■ **TASKS**:
A - Answer these questions using the blog post about the corn maze and the Seattle trip.
(i) What is the name of the writer's husband?
(ii) What event in Bellevue led to the trip to Seattle?
(iii) How old is Magnus?
B - From the blog post about the corn maze and the Seattle trip, return everything from "Seattle trip." down to "who I adore.", copied word for word.
C - Resume the blog post about the corn maze and the Seattle trip, picking up after its final sentence.

■ **PROVIDED PASSAGE**:
Anyway... Now that I got that out of the way... this scary corn-maze was a ball.. especially having my GOOFY husband by my side. I am the BIGGEST scardy cat. I'm a weeeeeny. And the scary people that jump out of you LOVE the scared ones... so I was followed QUITe a bit... Bobby just ate it up. Crystal I know you can picture him in this corn-maze... He screams like a girl, Like I'm not even kidding the octave of his pitch is out of control high and he gets all bouncy and giddy. We all had so much fun and it was worth every penny and every second of that long wait.

This is during our long crazy wait... Bobby is obviously not impressed.. and Holly and stephen... well it's self explanitory.

The end of the night.... SO FUN! (yikes! Where did my tan go? :( )



OH PS. I finally started decorating our place and I love it. Pictures to come soon. <3

Tuesday, September 22, 2009

Seattle trip.

This weekend we went to Seattle. My salon was going to a hairshow in Bellevue so we decided to make a trip of it. Every time we go to Seattle we like to stay with our friends Sara and Jason. Jason is a friend of Bobbys who he used to work with when he worked at the John L. Scott office up in Bellevue. We love these guys and wish they lived in Portland. It's like a big slumber party every time we stay and we love it!! They have the cutest little 3 year old Magnus, who I adore.

Dataset items:
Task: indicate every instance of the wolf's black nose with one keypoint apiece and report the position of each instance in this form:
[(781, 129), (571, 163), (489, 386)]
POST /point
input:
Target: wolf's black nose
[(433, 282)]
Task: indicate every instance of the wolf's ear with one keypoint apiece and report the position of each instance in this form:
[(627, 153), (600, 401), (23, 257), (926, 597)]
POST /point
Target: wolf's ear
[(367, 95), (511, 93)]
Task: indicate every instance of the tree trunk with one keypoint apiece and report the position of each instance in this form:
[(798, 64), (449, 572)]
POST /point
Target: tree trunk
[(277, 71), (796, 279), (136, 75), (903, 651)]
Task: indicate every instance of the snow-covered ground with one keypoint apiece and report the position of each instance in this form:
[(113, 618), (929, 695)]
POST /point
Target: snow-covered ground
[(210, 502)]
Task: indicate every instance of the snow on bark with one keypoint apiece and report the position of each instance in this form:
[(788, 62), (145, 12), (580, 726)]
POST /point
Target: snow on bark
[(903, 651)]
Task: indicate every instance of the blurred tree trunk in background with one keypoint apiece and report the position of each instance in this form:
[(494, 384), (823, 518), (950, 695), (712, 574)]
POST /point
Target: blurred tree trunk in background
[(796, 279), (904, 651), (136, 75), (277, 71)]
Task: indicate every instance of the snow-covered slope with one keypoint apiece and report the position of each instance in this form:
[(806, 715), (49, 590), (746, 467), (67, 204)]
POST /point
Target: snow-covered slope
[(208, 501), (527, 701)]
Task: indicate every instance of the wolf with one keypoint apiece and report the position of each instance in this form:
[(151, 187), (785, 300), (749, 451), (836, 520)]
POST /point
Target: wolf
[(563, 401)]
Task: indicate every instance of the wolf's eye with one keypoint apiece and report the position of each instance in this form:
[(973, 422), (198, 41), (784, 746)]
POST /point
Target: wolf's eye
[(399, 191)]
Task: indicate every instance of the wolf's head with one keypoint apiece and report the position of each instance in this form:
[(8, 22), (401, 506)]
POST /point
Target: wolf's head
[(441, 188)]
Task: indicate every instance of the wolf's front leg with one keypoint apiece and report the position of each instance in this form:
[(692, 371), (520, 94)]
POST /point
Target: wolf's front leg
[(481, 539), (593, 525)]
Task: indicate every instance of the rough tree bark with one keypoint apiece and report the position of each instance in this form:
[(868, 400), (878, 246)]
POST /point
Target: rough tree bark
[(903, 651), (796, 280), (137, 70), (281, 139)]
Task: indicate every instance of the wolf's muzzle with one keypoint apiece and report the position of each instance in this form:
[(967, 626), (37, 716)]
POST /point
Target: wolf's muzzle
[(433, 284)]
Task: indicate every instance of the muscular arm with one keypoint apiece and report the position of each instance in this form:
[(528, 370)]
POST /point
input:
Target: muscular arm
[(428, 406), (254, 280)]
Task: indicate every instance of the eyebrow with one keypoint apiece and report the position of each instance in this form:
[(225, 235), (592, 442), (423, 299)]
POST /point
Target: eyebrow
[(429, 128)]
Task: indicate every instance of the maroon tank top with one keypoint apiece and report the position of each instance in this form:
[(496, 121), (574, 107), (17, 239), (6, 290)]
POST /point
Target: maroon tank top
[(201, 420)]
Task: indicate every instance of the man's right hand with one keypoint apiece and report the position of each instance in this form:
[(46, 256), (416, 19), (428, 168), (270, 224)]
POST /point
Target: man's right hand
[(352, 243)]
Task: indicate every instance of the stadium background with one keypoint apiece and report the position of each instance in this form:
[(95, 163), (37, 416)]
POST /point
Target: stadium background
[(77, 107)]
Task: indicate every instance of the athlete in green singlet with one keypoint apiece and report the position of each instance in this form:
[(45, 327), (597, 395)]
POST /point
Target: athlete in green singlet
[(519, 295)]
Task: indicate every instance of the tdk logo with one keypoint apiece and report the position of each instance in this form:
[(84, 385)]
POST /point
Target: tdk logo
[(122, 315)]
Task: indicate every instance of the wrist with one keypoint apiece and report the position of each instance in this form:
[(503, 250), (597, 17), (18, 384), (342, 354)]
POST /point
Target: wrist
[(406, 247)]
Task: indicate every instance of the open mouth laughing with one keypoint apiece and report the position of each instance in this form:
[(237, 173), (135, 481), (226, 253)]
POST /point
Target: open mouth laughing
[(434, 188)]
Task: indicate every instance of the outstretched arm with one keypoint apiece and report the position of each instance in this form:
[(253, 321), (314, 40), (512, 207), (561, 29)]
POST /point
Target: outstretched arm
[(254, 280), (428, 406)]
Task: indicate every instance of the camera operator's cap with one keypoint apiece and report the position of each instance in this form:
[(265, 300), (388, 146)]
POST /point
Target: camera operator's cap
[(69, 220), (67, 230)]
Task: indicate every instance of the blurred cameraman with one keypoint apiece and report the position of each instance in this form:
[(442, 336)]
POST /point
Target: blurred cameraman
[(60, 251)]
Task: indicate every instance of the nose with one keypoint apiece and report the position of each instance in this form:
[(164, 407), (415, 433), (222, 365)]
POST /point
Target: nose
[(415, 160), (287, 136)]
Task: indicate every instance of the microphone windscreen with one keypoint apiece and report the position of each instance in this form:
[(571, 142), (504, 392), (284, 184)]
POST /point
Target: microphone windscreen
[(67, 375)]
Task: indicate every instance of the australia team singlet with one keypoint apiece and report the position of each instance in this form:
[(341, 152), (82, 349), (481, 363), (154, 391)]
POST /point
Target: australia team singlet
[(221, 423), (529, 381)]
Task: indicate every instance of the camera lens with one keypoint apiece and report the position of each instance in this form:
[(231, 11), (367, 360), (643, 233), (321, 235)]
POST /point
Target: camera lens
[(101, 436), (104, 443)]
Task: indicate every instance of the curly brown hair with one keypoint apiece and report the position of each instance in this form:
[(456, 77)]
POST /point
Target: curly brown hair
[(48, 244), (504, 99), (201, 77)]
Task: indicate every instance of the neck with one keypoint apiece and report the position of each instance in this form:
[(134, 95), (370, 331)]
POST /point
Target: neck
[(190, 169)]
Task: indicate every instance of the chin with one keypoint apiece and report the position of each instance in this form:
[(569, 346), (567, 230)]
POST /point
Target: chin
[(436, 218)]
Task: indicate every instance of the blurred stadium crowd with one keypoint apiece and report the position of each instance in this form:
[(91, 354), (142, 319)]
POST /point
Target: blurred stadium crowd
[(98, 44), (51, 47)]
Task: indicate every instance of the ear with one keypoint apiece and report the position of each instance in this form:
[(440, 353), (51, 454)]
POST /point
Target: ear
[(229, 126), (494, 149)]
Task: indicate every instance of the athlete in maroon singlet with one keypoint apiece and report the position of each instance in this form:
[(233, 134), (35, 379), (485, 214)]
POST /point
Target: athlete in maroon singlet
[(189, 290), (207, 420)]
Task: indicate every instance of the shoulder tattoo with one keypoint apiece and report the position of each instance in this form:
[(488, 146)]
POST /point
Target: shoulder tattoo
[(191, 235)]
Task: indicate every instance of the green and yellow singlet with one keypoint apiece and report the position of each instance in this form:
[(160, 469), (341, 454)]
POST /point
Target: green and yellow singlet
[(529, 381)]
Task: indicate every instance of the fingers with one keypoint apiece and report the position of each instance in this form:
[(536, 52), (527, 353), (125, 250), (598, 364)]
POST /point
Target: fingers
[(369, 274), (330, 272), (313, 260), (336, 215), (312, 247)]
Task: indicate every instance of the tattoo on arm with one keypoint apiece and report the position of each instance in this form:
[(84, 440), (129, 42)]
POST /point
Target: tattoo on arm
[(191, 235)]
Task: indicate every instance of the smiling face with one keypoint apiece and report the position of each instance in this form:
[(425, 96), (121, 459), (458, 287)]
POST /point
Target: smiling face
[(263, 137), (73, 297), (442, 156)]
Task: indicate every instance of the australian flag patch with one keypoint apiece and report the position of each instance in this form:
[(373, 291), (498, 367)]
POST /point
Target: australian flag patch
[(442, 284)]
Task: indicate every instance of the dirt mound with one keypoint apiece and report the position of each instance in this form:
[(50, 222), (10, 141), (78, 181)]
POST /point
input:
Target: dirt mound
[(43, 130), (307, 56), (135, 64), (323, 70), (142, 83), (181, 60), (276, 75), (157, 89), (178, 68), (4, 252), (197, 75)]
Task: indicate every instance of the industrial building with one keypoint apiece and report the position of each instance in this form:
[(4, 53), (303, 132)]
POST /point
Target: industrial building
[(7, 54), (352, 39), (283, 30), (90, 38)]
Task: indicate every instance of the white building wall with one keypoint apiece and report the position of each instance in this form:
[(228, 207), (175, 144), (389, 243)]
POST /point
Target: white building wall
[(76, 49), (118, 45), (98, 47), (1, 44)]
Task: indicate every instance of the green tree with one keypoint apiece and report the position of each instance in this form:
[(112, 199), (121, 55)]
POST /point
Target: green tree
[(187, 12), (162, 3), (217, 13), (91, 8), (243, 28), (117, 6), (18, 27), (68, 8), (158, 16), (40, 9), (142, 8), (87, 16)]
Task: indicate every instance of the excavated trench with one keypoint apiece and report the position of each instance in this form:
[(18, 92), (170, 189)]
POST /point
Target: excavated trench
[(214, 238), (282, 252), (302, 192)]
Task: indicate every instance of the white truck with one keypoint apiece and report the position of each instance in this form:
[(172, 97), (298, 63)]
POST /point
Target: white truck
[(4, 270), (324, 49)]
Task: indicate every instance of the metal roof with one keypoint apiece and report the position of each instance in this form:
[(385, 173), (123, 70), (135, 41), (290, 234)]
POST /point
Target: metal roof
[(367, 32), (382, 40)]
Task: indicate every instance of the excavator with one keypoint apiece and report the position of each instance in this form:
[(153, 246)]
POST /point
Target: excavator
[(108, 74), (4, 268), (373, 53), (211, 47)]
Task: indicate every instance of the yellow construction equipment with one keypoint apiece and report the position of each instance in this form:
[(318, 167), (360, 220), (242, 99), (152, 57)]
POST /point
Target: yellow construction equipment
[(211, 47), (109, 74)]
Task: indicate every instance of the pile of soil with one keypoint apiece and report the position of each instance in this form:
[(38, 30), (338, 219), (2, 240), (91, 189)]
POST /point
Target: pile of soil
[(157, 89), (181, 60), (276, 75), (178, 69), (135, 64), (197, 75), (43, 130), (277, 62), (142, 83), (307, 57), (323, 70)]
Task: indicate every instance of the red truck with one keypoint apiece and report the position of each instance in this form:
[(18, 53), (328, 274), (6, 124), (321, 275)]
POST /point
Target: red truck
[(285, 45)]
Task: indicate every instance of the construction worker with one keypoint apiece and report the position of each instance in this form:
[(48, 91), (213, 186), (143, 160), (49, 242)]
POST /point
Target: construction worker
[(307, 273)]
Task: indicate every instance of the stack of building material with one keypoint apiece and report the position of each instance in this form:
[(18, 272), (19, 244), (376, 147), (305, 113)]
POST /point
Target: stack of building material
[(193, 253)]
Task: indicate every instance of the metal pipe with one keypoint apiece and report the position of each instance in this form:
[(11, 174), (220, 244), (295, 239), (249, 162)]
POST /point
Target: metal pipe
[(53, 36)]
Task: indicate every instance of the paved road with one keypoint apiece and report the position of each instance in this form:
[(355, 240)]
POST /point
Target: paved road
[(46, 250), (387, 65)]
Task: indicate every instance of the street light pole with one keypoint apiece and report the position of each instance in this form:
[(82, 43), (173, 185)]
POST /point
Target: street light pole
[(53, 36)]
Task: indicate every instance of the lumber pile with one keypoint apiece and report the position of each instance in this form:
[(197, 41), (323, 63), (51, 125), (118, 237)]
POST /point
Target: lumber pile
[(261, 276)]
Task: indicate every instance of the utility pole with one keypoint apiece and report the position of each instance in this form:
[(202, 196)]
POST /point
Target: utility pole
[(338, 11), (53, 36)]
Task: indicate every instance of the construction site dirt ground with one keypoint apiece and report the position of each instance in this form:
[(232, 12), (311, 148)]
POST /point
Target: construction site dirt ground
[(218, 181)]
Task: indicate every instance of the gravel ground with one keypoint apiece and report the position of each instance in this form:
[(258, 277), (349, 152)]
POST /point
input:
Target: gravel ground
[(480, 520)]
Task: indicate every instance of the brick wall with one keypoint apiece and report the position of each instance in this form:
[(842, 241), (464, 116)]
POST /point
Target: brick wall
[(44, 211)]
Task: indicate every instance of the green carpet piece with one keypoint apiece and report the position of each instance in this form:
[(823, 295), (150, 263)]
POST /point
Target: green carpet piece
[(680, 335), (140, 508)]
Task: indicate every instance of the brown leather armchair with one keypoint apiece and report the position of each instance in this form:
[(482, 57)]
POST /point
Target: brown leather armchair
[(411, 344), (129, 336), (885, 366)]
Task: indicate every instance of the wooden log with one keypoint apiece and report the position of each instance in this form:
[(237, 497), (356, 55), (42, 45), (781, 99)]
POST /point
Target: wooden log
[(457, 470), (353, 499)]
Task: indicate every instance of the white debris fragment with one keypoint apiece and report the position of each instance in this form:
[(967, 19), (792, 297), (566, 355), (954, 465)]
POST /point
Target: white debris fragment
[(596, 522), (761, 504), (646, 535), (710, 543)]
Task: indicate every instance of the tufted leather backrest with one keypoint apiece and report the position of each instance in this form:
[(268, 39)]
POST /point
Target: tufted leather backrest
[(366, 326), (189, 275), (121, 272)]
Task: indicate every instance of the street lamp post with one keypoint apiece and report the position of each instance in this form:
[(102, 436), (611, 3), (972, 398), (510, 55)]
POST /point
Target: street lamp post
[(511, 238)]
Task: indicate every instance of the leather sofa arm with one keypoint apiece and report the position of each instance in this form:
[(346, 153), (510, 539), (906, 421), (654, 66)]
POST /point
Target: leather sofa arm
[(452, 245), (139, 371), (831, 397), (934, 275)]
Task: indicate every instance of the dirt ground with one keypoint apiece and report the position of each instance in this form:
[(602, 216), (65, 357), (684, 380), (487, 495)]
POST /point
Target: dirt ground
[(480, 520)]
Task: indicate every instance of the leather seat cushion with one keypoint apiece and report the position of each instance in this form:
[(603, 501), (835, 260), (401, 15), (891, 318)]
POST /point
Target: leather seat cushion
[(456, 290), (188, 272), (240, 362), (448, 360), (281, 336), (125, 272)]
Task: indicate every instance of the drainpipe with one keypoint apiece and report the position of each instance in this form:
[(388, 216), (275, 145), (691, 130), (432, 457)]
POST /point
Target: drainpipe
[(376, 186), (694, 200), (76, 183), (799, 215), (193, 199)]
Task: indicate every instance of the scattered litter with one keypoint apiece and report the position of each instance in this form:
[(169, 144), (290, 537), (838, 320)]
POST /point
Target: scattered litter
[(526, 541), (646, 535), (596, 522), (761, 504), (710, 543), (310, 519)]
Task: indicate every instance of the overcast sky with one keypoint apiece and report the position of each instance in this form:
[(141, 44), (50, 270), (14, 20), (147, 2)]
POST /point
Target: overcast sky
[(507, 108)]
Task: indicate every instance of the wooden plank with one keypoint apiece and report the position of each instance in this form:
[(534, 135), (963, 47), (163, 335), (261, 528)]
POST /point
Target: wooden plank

■ **ANSWERS TO THE PROBLEMS**:
A -
(i) Bobby.
(ii) The writer's salon was going to a hairshow in Bellevue.
(iii) Magnus is 3 years old.

B -
Seattle trip.

This weekend we went to Seattle. My salon was going to a hairshow in Bellevue so we decided to make a trip of it. Every time we go to Seattle we like to stay with our friends Sara and Jason. Jason is a friend of Bobbys who he used to work with when he worked at the John L. Scott office up in Bellevue. We love these guys and wish they lived in Portland. It's like a big slumber party every time we stay and we love it!! They have the cutest little 3 year old Magnus, who I adore.

C -
We also decided to do Saras hair while we were up which was way fun... and of course we decided to take some pictures.

Sara and Jay. :)
Welcome to my husband.
Her hot new do. :)
We want to make it to Seattle more. We don't get to spend enough time with Bobby's family which I think is important. Bobby took Monday off (which I always have off) and we went to dinner with his whole family to celebrate his sister Coley and niece Brookes birthdays. His family is wild and so much fun. Glad we got to spend some extra time up there.


Thursday, September 10, 2009

Being a wife is hard work.

Ok so I KNOW what you're thinking. All you moms out there are like "yeah you think that's hard just WAIT till you have a few babies." And really... I can't wrap my head around that. Is that a problem that I can't? I mean you could throw a baby at me right now and I'd be happy as a clown but really... are you ever REALLY ready for children? All I know is I still have a ways of perfecting my "housewife" duties.. responsiblities... obligations.. whatever word makes you happy.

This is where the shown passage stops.